Exercise objective :: Return each line of the material verbatim.

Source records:

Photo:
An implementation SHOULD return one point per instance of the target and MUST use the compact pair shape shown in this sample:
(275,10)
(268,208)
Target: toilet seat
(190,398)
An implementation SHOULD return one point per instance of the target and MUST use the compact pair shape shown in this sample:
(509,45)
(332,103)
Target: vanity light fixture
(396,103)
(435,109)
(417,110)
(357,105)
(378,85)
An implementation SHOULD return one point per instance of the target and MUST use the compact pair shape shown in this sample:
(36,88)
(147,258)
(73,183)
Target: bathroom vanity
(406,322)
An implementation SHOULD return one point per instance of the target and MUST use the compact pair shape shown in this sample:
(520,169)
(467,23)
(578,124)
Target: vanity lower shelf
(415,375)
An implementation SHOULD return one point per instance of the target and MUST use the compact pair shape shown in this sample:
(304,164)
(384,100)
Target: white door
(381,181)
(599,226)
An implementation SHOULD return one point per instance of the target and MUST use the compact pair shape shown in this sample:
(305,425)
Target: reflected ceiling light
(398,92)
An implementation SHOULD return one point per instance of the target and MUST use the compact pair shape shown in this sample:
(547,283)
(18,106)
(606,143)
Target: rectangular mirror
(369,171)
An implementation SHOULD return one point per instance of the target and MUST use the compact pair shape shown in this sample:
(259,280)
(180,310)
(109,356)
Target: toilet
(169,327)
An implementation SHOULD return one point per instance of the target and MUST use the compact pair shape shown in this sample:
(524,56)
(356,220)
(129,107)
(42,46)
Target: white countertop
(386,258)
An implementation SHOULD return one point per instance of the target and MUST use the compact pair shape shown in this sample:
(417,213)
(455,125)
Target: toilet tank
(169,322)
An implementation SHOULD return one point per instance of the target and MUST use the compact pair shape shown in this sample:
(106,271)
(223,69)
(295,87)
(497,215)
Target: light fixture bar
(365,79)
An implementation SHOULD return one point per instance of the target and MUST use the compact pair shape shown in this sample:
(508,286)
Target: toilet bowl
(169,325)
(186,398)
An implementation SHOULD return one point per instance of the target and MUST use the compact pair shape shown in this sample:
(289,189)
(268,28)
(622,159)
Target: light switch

Exercise solution ::
Photo:
An implementation SHOULD return one point per instance of the target and MUST use the compact pair shape shown in this sample:
(275,10)
(268,208)
Target: toilet seat
(190,398)
An implementation SHOULD return one point per instance of the target and MUST use the compact pair shape shown in this sample:
(509,45)
(332,103)
Target: vanity light fixture
(396,103)
(435,109)
(417,110)
(357,105)
(378,85)
An implementation SHOULD return one point per instance of the target and MUST use the compact pair shape shown in this sample:
(36,88)
(147,258)
(73,183)
Target: bathroom vanity
(406,322)
An implementation SHOULD return one point per instance of the target and MUST use the compact pair shape shown in this sample:
(520,169)
(467,23)
(578,124)
Target: vanity lower shelf
(415,375)
An implementation SHOULD return one point per instance of the target and MUST use the compact pair shape shown in this sample:
(304,164)
(384,100)
Target: white door
(381,181)
(599,226)
An implementation SHOULD return one point per instance of the target and MUST use the compact pair shape shown in this sample:
(305,425)
Target: reflected ceiling light
(398,92)
An implementation SHOULD return one point per instance of the target and MUST use the compact pair shape shown in this sample:
(547,283)
(18,106)
(606,143)
Target: rectangular mirror
(369,171)
An implementation SHOULD return one point per instance of the target and MUST use the compact pair shape shown in this sample:
(259,280)
(180,310)
(109,356)
Target: toilet
(169,327)
An implementation SHOULD return one point per instance of the target and MUST use the compact pair shape shown in this sample:
(524,56)
(356,220)
(129,107)
(42,46)
Target: white countertop
(386,258)
An implementation SHOULD return one point per instance of the target and MUST use the compact pair shape shown in this sample:
(417,213)
(455,125)
Target: toilet tank
(169,322)
An implementation SHOULD return one point per instance of the target and MUST use the compact pair shape shown in this sample:
(106,271)
(223,69)
(295,87)
(497,215)
Target: light fixture bar
(365,79)
An implementation SHOULD return one point per instance of the target and MUST use the compact pair shape shown in this sample:
(508,286)
Target: toilet bowl
(169,325)
(186,398)
An implementation SHOULD return one point per instance of the target and MUST use the compact pair shape shown in this sample:
(289,189)
(268,28)
(622,159)
Target: light switch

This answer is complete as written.